▶ WHAT IS NEEDED
Print out each entry below exactly, please.

Stored items from a collection:
┄┄┄┄┄┄

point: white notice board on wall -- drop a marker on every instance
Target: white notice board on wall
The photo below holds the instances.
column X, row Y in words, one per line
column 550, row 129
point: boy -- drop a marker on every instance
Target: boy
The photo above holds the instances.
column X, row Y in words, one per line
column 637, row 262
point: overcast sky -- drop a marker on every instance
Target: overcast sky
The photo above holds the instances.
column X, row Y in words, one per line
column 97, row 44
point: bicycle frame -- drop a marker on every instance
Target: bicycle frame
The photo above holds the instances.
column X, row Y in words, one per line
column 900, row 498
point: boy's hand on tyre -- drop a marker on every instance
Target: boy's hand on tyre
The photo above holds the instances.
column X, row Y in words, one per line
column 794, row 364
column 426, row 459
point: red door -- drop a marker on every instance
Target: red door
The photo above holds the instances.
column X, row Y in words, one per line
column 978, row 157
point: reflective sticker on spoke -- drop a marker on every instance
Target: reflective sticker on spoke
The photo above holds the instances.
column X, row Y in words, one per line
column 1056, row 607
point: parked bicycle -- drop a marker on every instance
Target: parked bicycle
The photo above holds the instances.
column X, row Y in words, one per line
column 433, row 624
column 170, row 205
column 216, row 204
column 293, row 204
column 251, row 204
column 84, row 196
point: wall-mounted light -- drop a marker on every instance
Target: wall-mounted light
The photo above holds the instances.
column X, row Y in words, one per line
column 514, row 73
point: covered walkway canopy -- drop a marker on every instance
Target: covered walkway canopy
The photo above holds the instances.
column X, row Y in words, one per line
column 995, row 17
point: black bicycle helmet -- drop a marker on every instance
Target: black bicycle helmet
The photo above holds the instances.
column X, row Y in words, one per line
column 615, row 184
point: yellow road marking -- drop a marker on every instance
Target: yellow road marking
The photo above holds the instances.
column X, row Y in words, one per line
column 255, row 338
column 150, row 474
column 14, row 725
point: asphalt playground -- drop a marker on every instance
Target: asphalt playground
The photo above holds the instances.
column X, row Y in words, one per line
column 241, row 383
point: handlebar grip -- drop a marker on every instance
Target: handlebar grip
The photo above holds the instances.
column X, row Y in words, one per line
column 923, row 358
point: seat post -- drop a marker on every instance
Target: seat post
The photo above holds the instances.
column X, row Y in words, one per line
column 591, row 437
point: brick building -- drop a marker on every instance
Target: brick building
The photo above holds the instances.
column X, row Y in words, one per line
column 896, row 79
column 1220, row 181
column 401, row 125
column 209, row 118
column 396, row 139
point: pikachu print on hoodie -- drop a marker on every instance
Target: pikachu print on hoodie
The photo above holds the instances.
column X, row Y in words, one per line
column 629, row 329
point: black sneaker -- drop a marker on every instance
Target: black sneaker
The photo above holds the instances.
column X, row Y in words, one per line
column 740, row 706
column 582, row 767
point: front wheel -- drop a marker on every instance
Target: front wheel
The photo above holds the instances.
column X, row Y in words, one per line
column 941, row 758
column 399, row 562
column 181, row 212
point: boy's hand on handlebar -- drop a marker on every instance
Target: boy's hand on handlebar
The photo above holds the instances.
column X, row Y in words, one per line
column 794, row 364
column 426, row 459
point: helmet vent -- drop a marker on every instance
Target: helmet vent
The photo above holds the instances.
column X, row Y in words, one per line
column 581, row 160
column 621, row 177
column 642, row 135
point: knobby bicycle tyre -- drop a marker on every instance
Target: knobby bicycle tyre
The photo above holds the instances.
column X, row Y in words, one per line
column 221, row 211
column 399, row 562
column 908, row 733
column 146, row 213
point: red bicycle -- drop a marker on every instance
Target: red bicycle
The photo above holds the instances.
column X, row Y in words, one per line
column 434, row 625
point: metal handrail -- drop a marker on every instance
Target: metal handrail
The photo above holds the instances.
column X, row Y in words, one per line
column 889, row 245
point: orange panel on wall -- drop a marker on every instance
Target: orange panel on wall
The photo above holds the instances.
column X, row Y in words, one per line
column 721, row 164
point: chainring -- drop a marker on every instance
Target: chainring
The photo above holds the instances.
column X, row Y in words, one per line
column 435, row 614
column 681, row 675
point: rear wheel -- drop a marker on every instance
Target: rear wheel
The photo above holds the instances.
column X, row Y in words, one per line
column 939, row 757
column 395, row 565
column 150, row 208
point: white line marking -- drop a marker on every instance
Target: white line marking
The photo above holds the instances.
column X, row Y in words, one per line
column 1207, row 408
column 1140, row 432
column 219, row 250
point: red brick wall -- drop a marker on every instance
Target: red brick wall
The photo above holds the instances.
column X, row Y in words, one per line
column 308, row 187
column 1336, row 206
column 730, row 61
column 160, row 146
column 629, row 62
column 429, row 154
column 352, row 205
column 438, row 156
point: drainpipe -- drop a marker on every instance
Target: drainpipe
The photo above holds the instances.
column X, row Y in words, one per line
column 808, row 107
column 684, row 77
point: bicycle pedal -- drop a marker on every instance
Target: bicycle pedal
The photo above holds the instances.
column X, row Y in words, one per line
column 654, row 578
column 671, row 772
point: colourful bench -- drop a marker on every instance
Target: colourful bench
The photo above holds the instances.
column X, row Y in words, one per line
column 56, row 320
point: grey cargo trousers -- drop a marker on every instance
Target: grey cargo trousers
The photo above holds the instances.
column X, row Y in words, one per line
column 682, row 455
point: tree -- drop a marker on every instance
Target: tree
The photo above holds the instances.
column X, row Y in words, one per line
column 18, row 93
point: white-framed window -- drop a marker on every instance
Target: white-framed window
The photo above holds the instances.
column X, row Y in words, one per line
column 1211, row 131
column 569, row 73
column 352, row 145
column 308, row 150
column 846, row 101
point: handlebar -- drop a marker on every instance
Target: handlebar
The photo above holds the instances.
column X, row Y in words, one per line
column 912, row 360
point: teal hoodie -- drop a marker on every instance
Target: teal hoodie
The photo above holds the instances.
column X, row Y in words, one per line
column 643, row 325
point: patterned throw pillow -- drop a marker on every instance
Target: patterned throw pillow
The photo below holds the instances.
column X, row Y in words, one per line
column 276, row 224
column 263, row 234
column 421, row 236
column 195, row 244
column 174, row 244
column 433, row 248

┄┄┄┄┄┄

▶ RESPONSE AREA
point: white notice board on wall -- drop a marker on every instance
Target: white notice board on wall
The photo below holds the instances.
column X, row Y in words, one per line
column 550, row 129
point: boy -- drop a marker on every instance
Target: boy
The photo above holds the instances.
column X, row Y in words, one per line
column 637, row 262
point: overcast sky -- drop a marker on every instance
Target: overcast sky
The photo above holds the instances.
column X, row Y in words, one per line
column 97, row 44
point: bicycle frame -- drop a marker on every instance
Target: bicycle frame
The photo above holds the instances.
column X, row Y in words, one per line
column 900, row 498
point: boy's hand on tyre -- drop a marker on every instance
Target: boy's hand on tyre
The photo above holds the instances.
column X, row Y in words, one per line
column 794, row 364
column 426, row 459
point: red door -- drop a marker on every instance
Target: red door
The photo above holds the instances.
column X, row Y in words, one per line
column 978, row 157
point: reflective sticker on spoke -- drop a marker on every instance
Target: reflective sticker on spoke
The photo above holds the instances.
column X, row Y in words, one per line
column 1056, row 607
point: parked bicycle -- drop a marker on every instance
Target: parked bicycle
The photo above holds the instances.
column X, row Y in words, one per line
column 433, row 624
column 170, row 205
column 216, row 204
column 293, row 204
column 251, row 204
column 84, row 196
point: wall-mounted light -- drop a marker on every instance
Target: wall-mounted light
The photo above holds the instances.
column X, row Y in words, one per line
column 514, row 73
point: covered walkway canopy -- drop a marker on every instance
Target: covered walkway canopy
The photo above holds the instances.
column X, row Y in words, one per line
column 995, row 17
point: black bicycle helmet -- drop a marker on every instance
Target: black bicycle helmet
The photo above holds the instances.
column X, row Y in words, one per line
column 615, row 184
point: yellow road marking -- drop a marker on every instance
Target: yellow road marking
The photo above holds the instances.
column X, row Y in words, one per line
column 255, row 338
column 150, row 474
column 14, row 725
point: asphalt playground -- drop a marker on every instance
Target: asphalt playground
The photo above holds the instances.
column X, row Y in words, one per line
column 241, row 383
point: handlebar grip -- drop a marker on every instance
Target: handlebar grip
The photo above holds the instances.
column X, row Y in words, one per line
column 923, row 358
point: seat post -- drop a marker on every instance
Target: seat post
The photo above holds the instances.
column X, row Y in words, one per line
column 591, row 437
point: brick building -- drop a marker on every instance
Target: brick building
The photo above holds the instances.
column X, row Y in words, one per line
column 896, row 79
column 1220, row 181
column 401, row 125
column 209, row 118
column 396, row 139
point: pikachu print on hoodie -- drop a marker on every instance
Target: pikachu print on hoodie
The photo above holds the instances.
column X, row Y in words, one per line
column 629, row 329
point: black sneaker -- drop a marker on every instance
Target: black sneaker
The photo above holds the instances.
column X, row Y in words, one per line
column 740, row 706
column 582, row 767
point: front wheel -- drop a marker on every instance
Target: front wheel
The photo above holds the instances.
column X, row Y in words, one per line
column 941, row 758
column 399, row 562
column 181, row 212
point: boy's hand on handlebar -- drop a marker on every instance
Target: boy's hand on handlebar
The photo above holds the instances.
column X, row Y in words, one per line
column 794, row 364
column 426, row 459
point: helmet vent -- drop a marker on every instance
Target: helmet vent
The photo above holds the instances.
column X, row Y in words, one per line
column 581, row 160
column 621, row 177
column 642, row 135
point: knobby bicycle tyre -- drop a marker on every instance
Target: knobby bicycle tyre
The photo above holds the instances.
column X, row Y in words, one per line
column 221, row 211
column 399, row 562
column 908, row 733
column 146, row 213
point: red bicycle -- drop a marker on every instance
Target: red bicycle
The photo above holds the instances.
column X, row Y in words, one per line
column 434, row 625
point: metal handrail -- drop a marker on every instance
Target: metal handrail
The photo above holds the instances.
column X, row Y in words, one per line
column 889, row 245
point: orange panel on wall -- drop a marker on every instance
Target: orange panel on wall
The photo above holds the instances.
column X, row Y in words, one per line
column 721, row 164
point: chainring -- drop a marker on every instance
Target: chainring
The photo above holds the instances.
column X, row Y in words, one per line
column 435, row 614
column 681, row 675
point: rear wheel -- drop a marker on every instance
Target: rear wheel
The photo above holds the instances.
column X, row Y in words, one per line
column 939, row 757
column 395, row 565
column 150, row 208
point: white line marking -- drop a marker on every instance
Target: white line marking
The photo above holds the instances.
column X, row Y in words, one per line
column 1207, row 408
column 1140, row 432
column 219, row 250
point: red brick wall -- drop a marker on every instance
Target: red brick wall
The photo above holds the instances.
column X, row Y in words, one per line
column 308, row 187
column 1336, row 206
column 730, row 61
column 160, row 146
column 629, row 62
column 429, row 154
column 352, row 205
column 438, row 156
point: drainpipe -- drop a marker on every instance
Target: drainpipe
The photo above holds the instances.
column X, row Y in words, one per line
column 808, row 107
column 684, row 77
point: bicycle pedal -- drop a marker on every instance
Target: bicycle pedal
The photo above holds the instances.
column X, row Y in words, one per line
column 654, row 578
column 671, row 772
point: colourful bench -- drop a marker on every instance
Target: colourful bench
The photo above holds the instances.
column X, row Y in words, one per line
column 56, row 320
point: grey cargo trousers -- drop a marker on every instance
Target: grey cargo trousers
The photo above holds the instances.
column X, row Y in words, one per line
column 682, row 455
point: tree -- drop a marker on every instance
Target: tree
The photo above holds the instances.
column X, row Y in words, one per line
column 18, row 93
point: white-framed window -- drop a marker on every instance
Target: white-framed window
The photo above holds the instances.
column X, row Y in words, one per line
column 1211, row 131
column 569, row 73
column 352, row 145
column 308, row 150
column 846, row 101
point: handlebar -- drop a marker on every instance
Target: handlebar
The photo above holds the instances.
column X, row Y in words, one per line
column 912, row 360
point: teal hoodie -- drop a marker on every instance
Target: teal hoodie
The photo above holds the instances.
column X, row Y in words, one per line
column 643, row 325
point: patterned throw pillow -- drop a marker on every instance
Target: patterned throw pillow
The photo below holds the instances.
column X, row Y in words, one per line
column 276, row 224
column 263, row 234
column 421, row 236
column 195, row 244
column 174, row 244
column 433, row 248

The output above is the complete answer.